* [DESCRIPTION OF THE TASK]
Return each line from the entries below that contains the word "cliff". Case matters.
─── DATA PROVIDED
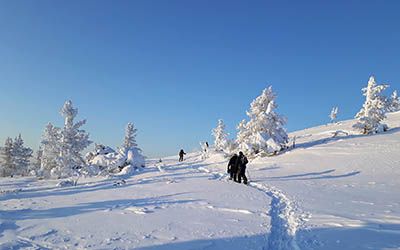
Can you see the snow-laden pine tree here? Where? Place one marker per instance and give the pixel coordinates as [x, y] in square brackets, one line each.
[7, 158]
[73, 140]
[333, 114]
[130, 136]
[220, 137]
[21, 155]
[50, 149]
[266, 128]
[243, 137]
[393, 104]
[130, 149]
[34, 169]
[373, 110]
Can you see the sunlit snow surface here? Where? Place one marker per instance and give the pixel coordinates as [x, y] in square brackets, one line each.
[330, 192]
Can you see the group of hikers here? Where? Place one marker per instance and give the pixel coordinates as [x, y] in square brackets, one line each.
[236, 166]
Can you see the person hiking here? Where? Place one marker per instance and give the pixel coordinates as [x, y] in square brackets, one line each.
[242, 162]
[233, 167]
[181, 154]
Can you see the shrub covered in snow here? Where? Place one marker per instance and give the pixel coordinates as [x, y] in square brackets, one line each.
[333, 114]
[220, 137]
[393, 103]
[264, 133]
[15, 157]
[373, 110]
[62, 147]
──────
─── DATA PROVIDED
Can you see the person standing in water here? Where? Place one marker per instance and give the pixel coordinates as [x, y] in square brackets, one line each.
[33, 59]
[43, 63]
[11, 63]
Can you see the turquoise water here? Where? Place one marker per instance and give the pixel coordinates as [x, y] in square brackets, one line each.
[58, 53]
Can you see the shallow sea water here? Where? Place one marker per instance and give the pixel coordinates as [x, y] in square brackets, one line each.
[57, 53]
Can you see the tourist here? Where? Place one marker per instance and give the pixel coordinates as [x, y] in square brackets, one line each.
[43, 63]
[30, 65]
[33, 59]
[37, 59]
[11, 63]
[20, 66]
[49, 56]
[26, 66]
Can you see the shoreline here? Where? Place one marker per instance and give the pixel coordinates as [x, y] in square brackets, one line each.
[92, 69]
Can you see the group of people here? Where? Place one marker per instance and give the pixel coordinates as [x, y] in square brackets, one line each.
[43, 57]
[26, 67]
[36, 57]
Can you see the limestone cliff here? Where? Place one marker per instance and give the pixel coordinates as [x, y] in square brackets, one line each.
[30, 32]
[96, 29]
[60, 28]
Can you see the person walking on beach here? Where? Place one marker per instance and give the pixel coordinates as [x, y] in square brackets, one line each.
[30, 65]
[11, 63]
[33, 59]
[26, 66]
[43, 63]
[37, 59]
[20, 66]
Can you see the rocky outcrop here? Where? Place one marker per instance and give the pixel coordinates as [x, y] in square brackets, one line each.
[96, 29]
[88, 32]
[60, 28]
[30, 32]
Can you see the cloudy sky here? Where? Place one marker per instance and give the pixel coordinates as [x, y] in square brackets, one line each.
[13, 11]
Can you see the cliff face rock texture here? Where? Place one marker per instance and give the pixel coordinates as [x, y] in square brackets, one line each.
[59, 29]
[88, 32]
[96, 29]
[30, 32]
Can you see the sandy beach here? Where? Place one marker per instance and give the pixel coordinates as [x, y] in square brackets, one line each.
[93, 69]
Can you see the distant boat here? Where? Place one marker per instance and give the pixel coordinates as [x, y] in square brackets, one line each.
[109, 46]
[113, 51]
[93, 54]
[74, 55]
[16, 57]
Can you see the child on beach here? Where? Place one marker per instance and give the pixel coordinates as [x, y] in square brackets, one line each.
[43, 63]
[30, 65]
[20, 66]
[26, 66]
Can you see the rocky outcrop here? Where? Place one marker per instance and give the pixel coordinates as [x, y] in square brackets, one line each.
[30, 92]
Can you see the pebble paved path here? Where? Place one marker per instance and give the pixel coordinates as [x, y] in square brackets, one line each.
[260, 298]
──────
* [THE REPLY]
Can you see the limestone cliff here? Where? Place one marker per instance and give the pixel coordinates as [x, y] in square brackets, one line each.
Can you see the cliff face rock texture here? Where? Place one marker per instance and give the pixel coordinates as [x, y] in square brackets, one line each.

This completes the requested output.